Action item | Word for word, reproduce all of the entries shown below.

Collected data entries:
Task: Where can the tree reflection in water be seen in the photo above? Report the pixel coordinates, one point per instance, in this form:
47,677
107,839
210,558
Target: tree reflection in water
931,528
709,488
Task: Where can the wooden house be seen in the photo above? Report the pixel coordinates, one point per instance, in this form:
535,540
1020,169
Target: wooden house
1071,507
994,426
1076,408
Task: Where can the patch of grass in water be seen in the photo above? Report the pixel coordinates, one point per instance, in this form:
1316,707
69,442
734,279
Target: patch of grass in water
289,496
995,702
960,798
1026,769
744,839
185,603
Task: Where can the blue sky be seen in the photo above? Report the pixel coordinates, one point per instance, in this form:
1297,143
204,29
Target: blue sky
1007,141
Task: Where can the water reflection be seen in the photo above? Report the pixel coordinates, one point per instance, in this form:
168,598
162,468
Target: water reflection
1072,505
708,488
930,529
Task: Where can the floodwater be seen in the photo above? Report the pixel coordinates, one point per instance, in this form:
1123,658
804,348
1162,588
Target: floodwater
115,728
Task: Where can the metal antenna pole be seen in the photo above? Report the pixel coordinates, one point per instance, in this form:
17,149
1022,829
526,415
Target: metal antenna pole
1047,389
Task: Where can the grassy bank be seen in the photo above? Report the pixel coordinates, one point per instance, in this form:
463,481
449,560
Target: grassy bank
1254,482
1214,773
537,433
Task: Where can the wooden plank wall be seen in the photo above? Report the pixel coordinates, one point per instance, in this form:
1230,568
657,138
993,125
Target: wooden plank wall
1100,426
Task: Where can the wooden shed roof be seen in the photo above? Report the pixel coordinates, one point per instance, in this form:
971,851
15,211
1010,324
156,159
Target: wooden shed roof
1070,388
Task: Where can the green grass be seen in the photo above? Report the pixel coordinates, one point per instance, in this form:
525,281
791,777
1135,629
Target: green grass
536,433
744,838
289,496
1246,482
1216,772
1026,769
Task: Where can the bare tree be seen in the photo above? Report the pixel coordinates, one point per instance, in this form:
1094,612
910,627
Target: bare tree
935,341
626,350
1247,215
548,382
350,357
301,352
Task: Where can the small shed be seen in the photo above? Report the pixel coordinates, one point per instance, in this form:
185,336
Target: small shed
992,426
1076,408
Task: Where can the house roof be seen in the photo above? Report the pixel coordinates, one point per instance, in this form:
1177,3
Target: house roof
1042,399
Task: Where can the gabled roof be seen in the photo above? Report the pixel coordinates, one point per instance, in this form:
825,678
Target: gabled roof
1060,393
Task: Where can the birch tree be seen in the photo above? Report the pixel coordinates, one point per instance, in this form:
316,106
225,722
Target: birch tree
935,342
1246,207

Solved problem |
Task: Where can the tree reflection in water be seen in the photo above? Report the pixel coordinates, one point per instance, in this form:
47,677
107,839
210,558
Target: tree reflection in water
931,528
709,488
Task: Where can the wooden house be seen in the photo above? Report the pixel coordinates, one point per instance, in this form:
535,540
1020,169
Target: wooden house
1071,507
994,426
1076,408
Task: Where can the patch of grass in water be seen in the photo above? Report the pixel coordinates, one point per instance, in this form:
1316,707
69,442
734,279
Target: patch of grass in water
289,496
995,702
960,798
1026,769
744,839
185,603
Task: Where can the blue sky be seen in the photo above? Report the pixel coordinates, one point per instance, in this form:
1297,143
204,29
Target: blue sky
1007,141
Task: Where can the water reflection be seen in the photo above? Report the pixel coordinates, one point per instance, in this form:
168,598
162,468
Target: water reflection
1072,505
708,488
930,529
Task: Where can the floodwater be seen in the photo above? Report the pixel coordinates, one point per instance, in this form:
1123,658
804,348
1162,588
Target: floodwater
115,728
Task: Where can the metal antenna pole be seen in the photo above? Report the pixel coordinates, one point per instance, in this form:
17,149
1022,829
526,415
Target: metal antenna pole
1047,389
Task: Where can the grassy bank be seen in the photo above? Report the pixel coordinates, one point per instance, in this form:
463,481
449,560
Target: grassy bank
1254,482
1214,773
537,433
Task: Where can the wooden plank wall be seen in the photo above? Report the pixel coordinates, one point per instance, in this form:
1230,568
657,138
993,125
Target: wooden plank wall
1100,426
Task: Where can the wooden shed roof be seen in the photo above? Report the pixel coordinates, one point per instance, in this form:
971,851
15,211
1010,324
156,159
Target: wooden shed roof
1070,388
Task: Where can the green grass be seen in the photo above? Report the pixel coordinates, one point per instance, in this form:
525,281
791,777
1135,629
Target: green grass
536,433
744,838
289,496
1246,482
1216,772
1026,769
Task: Where can the bare tree be seen in the photo above? Report the pixel coordinates, one point per instance, in this form:
1094,612
910,627
Target: bare tree
935,341
626,350
1247,215
548,382
350,357
301,352
Task: Where can the small shed be seen in the photo above? Report the pixel coordinates, one point per instance, in this form:
185,336
Target: small shed
992,426
1076,408
Task: Where can the house roof be seen in the photo above? Report the pixel coordinates, one point per instance, in this form:
1177,3
Target: house roof
1042,399
Task: Where can the gabled roof be seen in the photo above? Report the pixel coordinates, one point per instance, in this form:
825,678
Target: gabled roof
1060,393
Task: Where can the birch tree be seen in the photo above? Report the pixel coordinates, one point per instance, in this form:
316,106
225,722
Target: birch tree
935,342
1246,207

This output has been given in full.